| EXERCISE DETAILS |
From the material below, pull out each line containing the word "rural" and copy it in full.

** Start RECORD EXCERPTS **

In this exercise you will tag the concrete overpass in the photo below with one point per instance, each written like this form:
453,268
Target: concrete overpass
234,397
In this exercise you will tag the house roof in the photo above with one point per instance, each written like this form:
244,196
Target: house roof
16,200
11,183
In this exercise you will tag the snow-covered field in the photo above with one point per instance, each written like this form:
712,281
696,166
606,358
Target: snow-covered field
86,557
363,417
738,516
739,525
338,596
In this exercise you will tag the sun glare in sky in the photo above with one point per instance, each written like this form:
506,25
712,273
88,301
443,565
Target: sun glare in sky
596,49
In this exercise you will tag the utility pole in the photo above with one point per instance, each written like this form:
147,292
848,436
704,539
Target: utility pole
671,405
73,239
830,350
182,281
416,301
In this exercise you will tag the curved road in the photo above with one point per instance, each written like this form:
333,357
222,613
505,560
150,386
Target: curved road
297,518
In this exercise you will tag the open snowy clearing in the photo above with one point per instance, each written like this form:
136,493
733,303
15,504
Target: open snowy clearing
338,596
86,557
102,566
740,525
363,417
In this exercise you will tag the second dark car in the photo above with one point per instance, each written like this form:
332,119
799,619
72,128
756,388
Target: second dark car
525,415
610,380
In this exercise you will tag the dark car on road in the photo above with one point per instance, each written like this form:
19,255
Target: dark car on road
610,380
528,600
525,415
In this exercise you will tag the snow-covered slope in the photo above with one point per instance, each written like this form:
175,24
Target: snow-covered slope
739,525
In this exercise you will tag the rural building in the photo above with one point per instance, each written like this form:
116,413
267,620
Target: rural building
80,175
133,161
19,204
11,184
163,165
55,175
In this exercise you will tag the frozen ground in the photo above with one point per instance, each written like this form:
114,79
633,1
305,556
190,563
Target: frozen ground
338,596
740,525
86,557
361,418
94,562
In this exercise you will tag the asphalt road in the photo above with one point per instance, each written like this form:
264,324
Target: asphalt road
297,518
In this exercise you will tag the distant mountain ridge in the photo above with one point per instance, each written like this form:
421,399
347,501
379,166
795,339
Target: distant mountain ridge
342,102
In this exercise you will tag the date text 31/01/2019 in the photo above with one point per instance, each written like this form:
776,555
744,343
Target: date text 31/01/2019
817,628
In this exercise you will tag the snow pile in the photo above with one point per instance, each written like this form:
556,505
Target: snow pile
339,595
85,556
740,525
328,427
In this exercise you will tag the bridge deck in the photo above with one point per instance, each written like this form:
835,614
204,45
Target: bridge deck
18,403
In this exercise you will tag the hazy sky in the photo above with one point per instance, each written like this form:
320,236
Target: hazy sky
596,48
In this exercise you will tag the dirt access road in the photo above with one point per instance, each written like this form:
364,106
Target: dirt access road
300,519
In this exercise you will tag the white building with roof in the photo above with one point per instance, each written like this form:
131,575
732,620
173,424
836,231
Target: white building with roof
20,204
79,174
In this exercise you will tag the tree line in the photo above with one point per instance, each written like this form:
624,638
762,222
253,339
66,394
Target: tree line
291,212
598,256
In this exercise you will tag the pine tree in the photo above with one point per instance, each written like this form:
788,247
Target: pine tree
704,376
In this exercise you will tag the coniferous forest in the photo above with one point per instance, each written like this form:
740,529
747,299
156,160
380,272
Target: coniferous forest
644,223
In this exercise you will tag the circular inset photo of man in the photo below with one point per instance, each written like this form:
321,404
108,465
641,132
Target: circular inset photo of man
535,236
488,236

** End RECORD EXCERPTS **
** Start RECORD EXCERPTS **

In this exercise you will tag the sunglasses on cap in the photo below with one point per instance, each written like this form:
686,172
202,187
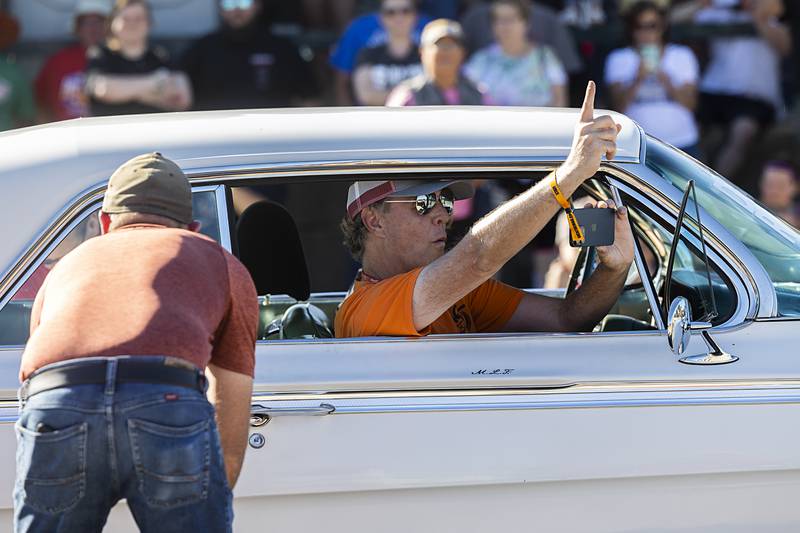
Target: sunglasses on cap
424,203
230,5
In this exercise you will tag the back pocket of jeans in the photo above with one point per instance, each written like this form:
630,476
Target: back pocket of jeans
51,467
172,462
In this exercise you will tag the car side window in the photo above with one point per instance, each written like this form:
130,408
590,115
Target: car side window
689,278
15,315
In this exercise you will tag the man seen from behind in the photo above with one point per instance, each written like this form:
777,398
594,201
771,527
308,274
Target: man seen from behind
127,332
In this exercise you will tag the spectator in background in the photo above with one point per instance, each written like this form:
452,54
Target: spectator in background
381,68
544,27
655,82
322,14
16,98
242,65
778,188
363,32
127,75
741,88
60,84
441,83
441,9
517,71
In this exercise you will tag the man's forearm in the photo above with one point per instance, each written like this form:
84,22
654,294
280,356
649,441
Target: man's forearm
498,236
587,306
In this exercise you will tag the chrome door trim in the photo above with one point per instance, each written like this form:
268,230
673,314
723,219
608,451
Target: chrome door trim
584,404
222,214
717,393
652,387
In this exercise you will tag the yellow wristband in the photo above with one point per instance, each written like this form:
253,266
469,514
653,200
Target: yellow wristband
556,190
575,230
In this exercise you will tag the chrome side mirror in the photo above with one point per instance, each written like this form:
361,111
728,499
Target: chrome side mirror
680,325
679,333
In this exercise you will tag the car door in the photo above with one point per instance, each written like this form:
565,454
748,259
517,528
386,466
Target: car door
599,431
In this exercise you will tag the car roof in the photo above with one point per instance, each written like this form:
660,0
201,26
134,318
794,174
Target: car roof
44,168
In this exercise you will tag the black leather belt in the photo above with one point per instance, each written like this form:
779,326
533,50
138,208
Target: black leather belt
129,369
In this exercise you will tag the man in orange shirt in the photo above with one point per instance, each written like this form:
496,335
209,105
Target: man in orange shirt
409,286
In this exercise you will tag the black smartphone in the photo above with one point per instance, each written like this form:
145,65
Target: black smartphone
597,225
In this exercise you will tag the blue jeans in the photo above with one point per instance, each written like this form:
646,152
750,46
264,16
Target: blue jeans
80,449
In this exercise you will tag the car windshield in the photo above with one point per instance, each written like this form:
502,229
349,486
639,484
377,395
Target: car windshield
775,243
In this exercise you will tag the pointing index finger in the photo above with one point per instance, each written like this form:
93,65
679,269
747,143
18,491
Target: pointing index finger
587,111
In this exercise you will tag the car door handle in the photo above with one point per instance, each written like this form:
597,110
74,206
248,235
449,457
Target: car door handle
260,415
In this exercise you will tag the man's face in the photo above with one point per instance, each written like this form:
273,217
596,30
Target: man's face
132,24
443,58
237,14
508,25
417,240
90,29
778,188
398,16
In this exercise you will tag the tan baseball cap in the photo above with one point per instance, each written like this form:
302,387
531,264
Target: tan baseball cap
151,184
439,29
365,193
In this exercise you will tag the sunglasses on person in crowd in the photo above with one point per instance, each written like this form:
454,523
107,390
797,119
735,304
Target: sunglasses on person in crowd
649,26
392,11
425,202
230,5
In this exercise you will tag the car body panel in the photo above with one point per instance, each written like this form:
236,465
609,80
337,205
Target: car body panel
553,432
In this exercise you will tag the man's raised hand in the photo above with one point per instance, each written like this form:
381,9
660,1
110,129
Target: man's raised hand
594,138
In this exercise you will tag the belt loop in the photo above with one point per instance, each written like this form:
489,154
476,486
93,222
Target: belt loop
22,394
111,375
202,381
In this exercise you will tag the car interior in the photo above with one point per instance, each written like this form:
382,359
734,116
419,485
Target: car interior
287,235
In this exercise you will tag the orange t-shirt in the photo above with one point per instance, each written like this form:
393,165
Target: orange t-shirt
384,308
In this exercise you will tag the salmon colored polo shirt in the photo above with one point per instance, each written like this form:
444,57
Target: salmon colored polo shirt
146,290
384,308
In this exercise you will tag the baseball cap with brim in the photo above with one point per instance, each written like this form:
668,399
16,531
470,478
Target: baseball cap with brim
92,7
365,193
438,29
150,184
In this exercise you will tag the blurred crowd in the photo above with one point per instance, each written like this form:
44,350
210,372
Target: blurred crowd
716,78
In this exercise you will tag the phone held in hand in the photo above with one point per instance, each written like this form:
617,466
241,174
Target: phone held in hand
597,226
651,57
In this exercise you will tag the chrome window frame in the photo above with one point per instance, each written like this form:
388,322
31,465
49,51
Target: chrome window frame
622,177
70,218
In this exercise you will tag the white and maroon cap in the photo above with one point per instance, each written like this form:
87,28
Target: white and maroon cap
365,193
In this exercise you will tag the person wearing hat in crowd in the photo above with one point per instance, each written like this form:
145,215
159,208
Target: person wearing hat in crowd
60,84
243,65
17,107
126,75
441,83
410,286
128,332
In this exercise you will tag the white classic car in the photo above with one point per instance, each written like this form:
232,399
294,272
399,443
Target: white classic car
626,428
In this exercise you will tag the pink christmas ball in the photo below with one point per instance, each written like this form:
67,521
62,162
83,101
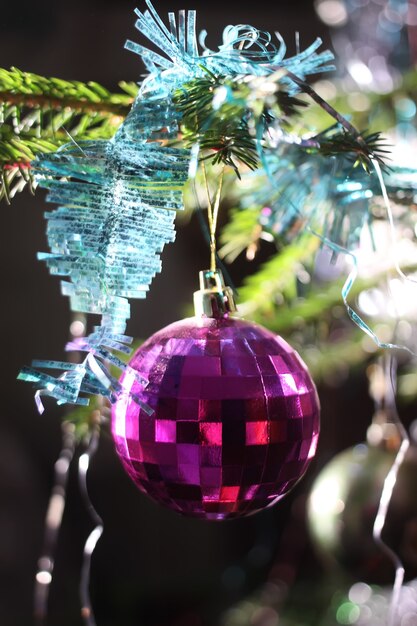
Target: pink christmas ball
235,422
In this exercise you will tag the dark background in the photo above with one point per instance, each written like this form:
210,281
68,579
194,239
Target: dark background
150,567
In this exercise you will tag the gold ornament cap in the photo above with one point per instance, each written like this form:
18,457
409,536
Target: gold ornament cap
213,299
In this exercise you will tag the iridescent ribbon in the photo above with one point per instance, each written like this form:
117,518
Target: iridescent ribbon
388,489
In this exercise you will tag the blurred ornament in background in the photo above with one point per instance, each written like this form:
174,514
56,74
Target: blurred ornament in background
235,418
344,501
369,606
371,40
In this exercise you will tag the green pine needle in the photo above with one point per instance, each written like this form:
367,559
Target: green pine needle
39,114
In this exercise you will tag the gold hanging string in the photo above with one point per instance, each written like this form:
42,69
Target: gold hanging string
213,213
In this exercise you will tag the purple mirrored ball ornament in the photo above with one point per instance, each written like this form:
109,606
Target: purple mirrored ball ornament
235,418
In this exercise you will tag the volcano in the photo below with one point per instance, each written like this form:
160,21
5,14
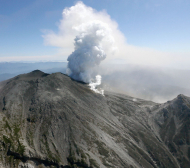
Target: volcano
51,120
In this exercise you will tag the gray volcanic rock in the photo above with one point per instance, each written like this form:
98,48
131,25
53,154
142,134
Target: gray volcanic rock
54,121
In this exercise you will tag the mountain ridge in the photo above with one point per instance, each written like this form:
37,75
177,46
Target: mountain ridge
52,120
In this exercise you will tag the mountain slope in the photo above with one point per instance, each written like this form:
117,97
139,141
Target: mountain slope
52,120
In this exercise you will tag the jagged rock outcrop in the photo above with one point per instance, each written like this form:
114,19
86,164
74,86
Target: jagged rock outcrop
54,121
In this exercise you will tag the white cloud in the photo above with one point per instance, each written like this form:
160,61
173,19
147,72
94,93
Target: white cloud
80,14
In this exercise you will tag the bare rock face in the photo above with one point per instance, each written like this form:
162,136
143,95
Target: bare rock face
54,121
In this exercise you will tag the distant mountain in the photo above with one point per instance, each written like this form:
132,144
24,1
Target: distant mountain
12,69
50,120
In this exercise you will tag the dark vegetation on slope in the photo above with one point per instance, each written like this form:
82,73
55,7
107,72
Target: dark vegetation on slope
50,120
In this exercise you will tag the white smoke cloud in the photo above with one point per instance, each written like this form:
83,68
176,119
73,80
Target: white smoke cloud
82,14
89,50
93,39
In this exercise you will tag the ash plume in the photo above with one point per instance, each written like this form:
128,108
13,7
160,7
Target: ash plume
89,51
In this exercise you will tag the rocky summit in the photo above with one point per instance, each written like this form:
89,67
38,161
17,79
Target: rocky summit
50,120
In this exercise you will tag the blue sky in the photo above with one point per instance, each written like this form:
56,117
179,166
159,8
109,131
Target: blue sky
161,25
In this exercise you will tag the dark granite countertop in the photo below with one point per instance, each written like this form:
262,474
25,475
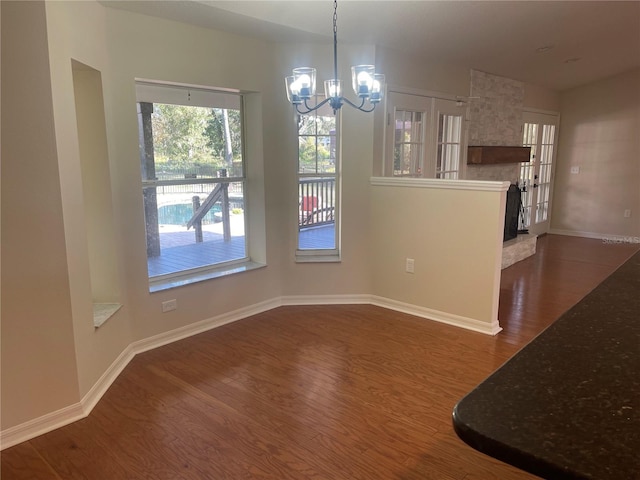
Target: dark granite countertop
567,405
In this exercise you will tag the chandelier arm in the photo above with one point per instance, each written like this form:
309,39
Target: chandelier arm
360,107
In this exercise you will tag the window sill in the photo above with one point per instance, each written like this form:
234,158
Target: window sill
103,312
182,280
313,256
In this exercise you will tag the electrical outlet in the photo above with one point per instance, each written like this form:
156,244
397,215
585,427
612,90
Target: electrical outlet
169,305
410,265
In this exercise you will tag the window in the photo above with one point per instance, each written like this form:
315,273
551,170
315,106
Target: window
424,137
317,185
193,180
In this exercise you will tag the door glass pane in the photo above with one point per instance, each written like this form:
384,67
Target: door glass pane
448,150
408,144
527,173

** End RECORD EXCERPTS **
** Start RECORD EXCERPTS **

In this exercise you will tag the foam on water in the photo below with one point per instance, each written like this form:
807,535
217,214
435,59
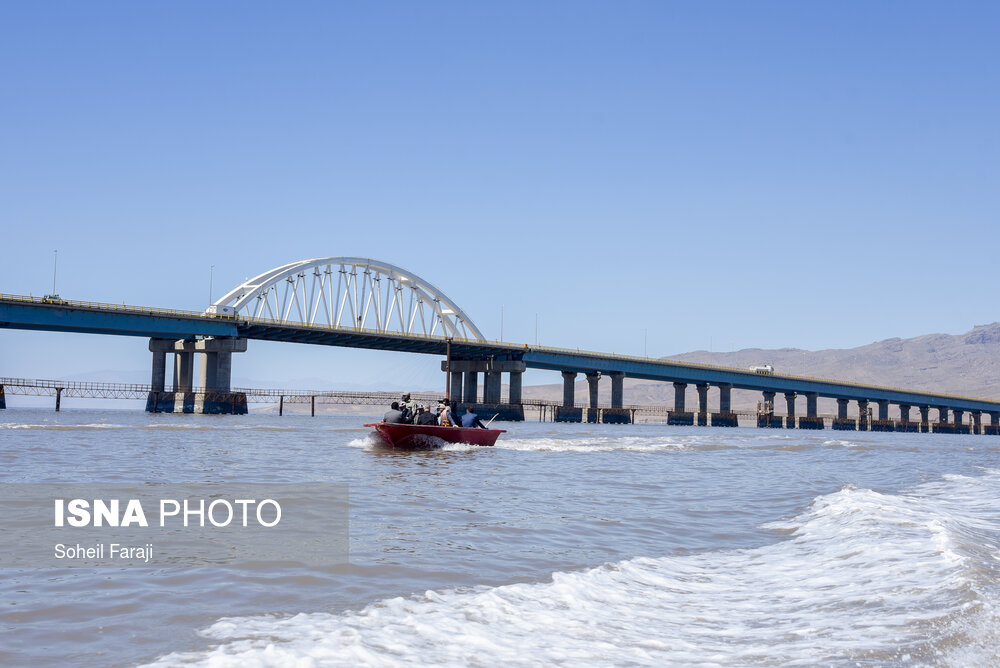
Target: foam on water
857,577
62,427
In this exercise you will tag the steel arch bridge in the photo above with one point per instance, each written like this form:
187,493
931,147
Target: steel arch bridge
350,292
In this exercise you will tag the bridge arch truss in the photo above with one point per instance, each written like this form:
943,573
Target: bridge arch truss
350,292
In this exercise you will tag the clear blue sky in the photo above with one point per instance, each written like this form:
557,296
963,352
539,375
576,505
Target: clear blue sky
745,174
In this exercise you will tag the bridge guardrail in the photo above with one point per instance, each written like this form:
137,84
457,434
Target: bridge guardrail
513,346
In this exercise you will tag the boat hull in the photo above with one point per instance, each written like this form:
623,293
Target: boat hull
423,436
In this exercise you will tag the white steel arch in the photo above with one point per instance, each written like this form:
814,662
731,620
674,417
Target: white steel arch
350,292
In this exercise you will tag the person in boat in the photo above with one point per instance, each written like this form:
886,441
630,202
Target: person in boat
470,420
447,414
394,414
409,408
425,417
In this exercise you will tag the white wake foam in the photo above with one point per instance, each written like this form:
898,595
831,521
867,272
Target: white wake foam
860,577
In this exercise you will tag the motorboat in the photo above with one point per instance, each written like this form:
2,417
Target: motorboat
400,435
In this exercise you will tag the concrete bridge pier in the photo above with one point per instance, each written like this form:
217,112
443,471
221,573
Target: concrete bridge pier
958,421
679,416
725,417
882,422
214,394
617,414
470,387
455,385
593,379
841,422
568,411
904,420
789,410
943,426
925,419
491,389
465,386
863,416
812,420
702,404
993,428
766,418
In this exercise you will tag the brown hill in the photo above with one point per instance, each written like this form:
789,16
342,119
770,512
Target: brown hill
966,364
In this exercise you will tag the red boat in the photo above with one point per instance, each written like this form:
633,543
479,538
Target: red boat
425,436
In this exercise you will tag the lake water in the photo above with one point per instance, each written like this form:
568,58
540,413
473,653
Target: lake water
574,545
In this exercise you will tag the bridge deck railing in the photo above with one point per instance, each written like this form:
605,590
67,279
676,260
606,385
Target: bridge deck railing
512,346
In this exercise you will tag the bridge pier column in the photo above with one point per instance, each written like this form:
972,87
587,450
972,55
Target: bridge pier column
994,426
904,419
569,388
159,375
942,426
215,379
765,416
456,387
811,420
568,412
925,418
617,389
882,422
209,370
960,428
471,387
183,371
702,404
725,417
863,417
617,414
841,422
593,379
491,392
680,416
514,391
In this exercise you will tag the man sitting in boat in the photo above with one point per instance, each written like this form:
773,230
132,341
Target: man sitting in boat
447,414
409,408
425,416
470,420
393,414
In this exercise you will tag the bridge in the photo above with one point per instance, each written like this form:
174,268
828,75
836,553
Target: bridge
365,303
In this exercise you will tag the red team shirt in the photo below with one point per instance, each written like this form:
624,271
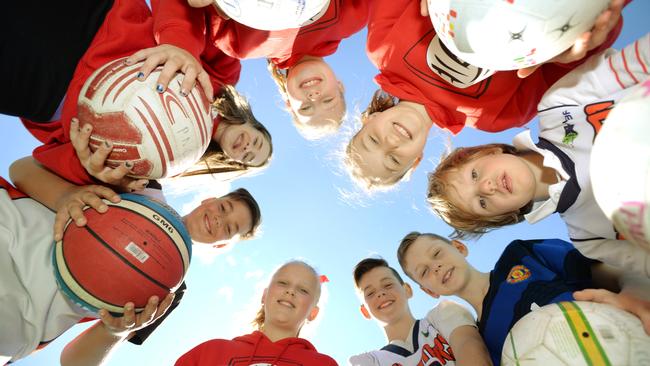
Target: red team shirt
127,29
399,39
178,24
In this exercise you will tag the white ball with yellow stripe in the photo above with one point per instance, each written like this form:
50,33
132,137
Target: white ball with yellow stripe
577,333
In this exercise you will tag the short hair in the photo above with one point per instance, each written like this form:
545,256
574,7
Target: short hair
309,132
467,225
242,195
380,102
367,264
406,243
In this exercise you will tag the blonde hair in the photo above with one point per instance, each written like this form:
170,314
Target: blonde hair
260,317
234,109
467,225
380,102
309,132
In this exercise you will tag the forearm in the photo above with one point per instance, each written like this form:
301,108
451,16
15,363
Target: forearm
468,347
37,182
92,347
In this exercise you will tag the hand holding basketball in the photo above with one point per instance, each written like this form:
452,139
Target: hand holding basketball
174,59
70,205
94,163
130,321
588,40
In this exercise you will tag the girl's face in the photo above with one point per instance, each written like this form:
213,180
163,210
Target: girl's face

** End RECORD EXCERPTS **

| SOLUTION FOR THIS EXERCISE |
In this exercise you will tag the rural building in the photo above with one point per instance, each written like this form:
Target: rural building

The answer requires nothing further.